**EXTRAIT DU TEXTE:**

Du nouveau aux Éditions du CERDOTOLA : Parution de l’ouvrage sur l’enseignement des Langues et Cultures nationales (du Cameroun) 👇🏾

Sous la direction de Zachée Denis Bitjaa Kody & Emmanuel Ngué Um, avec une préface du Pr Charles Binam Bikoi, vient de paraitre aux Éditions du CERDOTOLA une Nouvelle publication intitulé ‘‘Enseignement des langues et cultures nationales : Approches théoriques, pragmatiques et didactiques’’ en aglais ‘‘Teaching national languages and cultures : Theoretical, Pragmatic and Didactic Approaches’’.

Le Comité scientifique de cet ouvrage est constitué de :

Pius Akumbu, University of Buea, Gratien Atindogbe, University of Buea, Alexis Belibi, University of Yaoundé I, Zachée Denis Reviewers Bitjaa Kody, University of Yaoundé I & International Center for Bantu Civilisation (CICIBA), Eloundou Eloundou Venant, University of Yaoundé I, Valentin Feussi, University of Tours, Evelyne Fogwe Chibaka, University of Buea, Jeff Good, University of Buffalo, Lenore Grenoble, University of Chicago, Emmanuel-Moselly Makasso, Center for National Education,Ministry of Research and Scientific Innovation (Republic of Cameroon), Gérard Marie Noumssi, University of Yaoundé I, Clédor Nseme, University of Yaoundé I, Pierre Oum Ndigi, International Center for Research and Documentation on African Traditions and Languages (CERDOTOLA).

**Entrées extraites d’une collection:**
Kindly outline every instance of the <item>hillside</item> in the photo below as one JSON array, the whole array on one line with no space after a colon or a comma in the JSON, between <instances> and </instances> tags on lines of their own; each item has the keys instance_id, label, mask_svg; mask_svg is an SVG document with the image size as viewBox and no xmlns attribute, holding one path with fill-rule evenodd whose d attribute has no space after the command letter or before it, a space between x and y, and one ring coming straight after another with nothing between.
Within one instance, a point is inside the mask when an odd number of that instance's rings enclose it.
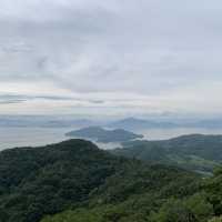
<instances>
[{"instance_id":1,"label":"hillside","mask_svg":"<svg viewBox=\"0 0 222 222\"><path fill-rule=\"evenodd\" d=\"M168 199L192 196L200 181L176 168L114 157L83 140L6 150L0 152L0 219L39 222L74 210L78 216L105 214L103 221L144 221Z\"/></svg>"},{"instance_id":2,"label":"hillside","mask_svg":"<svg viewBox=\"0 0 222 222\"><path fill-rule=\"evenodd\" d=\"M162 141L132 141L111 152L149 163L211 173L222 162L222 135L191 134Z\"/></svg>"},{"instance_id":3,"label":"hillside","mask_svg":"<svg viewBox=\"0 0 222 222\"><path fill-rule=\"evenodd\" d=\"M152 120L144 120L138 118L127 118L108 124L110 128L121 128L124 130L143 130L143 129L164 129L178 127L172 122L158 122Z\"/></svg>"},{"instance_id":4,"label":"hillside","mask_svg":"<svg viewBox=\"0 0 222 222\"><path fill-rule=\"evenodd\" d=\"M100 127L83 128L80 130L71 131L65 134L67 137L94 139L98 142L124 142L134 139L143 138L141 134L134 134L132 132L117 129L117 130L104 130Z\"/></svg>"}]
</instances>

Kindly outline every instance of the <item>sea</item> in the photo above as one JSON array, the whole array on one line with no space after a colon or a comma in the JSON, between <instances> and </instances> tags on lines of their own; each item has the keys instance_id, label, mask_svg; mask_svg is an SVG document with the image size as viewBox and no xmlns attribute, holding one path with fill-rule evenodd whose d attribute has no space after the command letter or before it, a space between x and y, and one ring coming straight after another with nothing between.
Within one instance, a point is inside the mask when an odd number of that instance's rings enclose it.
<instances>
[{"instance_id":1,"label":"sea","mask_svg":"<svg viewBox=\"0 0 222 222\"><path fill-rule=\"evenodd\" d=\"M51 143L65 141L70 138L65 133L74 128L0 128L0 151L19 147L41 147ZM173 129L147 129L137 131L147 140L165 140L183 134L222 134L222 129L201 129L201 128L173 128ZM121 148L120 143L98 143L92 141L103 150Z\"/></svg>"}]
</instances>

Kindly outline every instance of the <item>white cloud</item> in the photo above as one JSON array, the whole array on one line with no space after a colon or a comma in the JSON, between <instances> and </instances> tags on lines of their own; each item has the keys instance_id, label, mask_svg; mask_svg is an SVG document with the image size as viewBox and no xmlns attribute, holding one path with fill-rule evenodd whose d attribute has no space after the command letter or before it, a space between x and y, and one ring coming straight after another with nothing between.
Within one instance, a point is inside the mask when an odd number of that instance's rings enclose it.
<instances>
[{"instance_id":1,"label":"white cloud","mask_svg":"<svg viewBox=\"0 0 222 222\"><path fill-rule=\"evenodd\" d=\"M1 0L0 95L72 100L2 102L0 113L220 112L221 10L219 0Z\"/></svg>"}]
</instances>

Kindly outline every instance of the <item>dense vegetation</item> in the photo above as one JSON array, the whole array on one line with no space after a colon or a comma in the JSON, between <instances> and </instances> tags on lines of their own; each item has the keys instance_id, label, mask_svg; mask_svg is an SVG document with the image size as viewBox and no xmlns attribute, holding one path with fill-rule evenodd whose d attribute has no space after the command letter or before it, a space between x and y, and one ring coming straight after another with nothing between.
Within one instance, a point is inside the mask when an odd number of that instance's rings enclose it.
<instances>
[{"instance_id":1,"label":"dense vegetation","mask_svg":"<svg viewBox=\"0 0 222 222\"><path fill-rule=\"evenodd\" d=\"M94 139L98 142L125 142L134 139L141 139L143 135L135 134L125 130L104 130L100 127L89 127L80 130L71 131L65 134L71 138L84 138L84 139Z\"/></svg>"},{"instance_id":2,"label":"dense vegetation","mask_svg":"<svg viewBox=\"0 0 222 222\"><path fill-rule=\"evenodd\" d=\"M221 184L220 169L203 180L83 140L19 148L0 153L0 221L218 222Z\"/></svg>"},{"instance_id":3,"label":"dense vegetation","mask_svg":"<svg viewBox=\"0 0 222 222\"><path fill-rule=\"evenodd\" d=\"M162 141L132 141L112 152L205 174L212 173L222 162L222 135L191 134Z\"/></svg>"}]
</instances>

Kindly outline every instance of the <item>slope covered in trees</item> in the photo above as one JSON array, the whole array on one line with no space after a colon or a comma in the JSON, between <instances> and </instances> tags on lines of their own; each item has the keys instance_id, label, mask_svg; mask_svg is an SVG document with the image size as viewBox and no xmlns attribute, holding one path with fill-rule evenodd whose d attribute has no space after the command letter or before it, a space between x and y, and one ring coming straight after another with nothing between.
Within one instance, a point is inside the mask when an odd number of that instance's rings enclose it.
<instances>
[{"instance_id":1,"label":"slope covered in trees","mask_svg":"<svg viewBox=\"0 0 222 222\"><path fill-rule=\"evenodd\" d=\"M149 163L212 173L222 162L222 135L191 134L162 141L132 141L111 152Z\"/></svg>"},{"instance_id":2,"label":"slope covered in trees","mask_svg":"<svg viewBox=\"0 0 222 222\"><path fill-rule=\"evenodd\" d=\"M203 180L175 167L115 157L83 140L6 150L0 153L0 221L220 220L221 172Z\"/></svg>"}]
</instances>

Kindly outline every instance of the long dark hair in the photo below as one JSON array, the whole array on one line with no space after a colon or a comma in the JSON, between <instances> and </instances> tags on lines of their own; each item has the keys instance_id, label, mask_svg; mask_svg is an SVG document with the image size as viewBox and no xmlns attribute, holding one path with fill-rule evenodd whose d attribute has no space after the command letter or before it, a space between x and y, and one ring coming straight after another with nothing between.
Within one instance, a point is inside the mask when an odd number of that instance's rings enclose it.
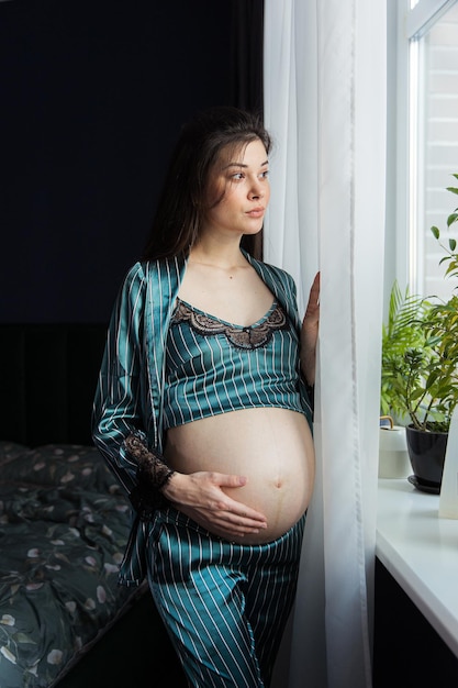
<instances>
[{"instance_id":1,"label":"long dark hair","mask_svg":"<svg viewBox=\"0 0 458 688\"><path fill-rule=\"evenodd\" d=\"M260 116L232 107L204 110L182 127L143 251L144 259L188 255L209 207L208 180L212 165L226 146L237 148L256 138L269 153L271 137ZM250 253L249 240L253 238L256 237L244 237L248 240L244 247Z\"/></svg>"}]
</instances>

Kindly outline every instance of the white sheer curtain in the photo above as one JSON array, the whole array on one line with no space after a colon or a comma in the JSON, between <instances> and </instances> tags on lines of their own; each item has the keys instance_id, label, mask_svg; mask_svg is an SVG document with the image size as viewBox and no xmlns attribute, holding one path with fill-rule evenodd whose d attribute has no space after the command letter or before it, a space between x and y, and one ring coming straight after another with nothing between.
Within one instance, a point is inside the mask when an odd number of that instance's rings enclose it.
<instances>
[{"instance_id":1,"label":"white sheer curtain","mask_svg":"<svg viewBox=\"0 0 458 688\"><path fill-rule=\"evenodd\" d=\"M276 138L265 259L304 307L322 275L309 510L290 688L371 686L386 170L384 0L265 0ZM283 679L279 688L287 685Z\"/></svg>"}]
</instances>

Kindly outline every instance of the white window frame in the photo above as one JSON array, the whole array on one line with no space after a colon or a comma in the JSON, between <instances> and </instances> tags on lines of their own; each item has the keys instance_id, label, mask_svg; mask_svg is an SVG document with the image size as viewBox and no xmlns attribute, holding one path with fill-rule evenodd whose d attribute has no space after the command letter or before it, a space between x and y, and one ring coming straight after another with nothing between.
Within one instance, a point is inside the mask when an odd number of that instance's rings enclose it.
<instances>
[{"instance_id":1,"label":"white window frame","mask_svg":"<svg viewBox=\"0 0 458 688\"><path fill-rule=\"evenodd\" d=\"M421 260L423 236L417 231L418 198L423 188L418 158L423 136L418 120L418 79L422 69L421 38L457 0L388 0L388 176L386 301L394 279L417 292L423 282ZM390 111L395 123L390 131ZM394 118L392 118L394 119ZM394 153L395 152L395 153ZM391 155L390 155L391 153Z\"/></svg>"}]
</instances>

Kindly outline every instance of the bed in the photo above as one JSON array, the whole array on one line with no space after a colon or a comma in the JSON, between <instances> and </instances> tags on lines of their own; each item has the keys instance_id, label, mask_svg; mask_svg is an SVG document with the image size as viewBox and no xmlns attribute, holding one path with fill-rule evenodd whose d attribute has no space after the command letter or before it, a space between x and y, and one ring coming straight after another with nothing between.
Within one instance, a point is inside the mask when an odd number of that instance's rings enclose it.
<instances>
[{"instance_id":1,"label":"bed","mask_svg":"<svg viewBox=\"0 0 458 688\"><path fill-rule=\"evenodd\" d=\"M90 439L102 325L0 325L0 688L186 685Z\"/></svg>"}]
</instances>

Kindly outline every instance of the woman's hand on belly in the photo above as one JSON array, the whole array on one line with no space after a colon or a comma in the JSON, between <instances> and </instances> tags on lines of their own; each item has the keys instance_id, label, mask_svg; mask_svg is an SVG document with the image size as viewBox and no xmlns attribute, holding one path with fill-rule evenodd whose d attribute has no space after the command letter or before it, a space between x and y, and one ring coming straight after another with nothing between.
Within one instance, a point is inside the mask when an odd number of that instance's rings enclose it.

**OBJECTIFS:**
1. Substituez « Presses du CERDOTOLA » à « Éditions du CERDOTOLA » et recopiez le passage de l’annonce commençant par « Du nouveau aux » et se poursuivant jusqu’à « and Didactic Approaches’’. ».
2. Sélectionnez et recopiez chaque ligne des entrées qui contient la chaîne « vegetation ».
L’annonce et les entrées constituent deux documents indépendants.

**CORRIGÉ DE L’EXERCICE:**
1.
Du nouveau aux Presses du CERDOTOLA : Parution de l’ouvrage sur l’enseignement des Langues et Cultures nationales (du Cameroun) 👇🏾

Sous la direction de Zachée Denis Bitjaa Kody & Emmanuel Ngué Um, avec une préface du Pr Charles Binam Bikoi, vient de paraitre aux Presses du CERDOTOLA une Nouvelle publication intitulé ‘‘Enseignement des langues et cultures nationales : Approches théoriques, pragmatiques et didactiques’’ en aglais ‘‘Teaching national languages and cultures : Theoretical, Pragmatic and Didactic Approaches’’.

2.
Kindly outline every instance of the <item>dense vegetation</item> in the photo above as one JSON array, the whole array on one line with no space after a colon or a comma in the JSON, between <instances> and </instances> tags on lines of their own; each item has the keys instance_id, label, mask_svg; mask_svg is an SVG document with the image size as viewBox and no xmlns attribute, holding one path with fill-rule evenodd whose d attribute has no space after the command letter or before it, a space between x and y, and one ring coming straight after another with nothing between.
[{"instance_id":1,"label":"dense vegetation","mask_svg":"<svg viewBox=\"0 0 222 222\"><path fill-rule=\"evenodd\" d=\"M94 139L98 142L125 142L134 139L141 139L143 135L135 134L125 130L104 130L100 127L89 127L80 130L71 131L65 134L71 138L84 138L84 139Z\"/></svg>"},{"instance_id":2,"label":"dense vegetation","mask_svg":"<svg viewBox=\"0 0 222 222\"><path fill-rule=\"evenodd\" d=\"M221 184L220 169L203 180L83 140L19 148L0 153L0 221L218 222Z\"/></svg>"},{"instance_id":3,"label":"dense vegetation","mask_svg":"<svg viewBox=\"0 0 222 222\"><path fill-rule=\"evenodd\" d=\"M162 141L132 141L112 152L205 174L212 173L222 162L222 135L191 134Z\"/></svg>"}]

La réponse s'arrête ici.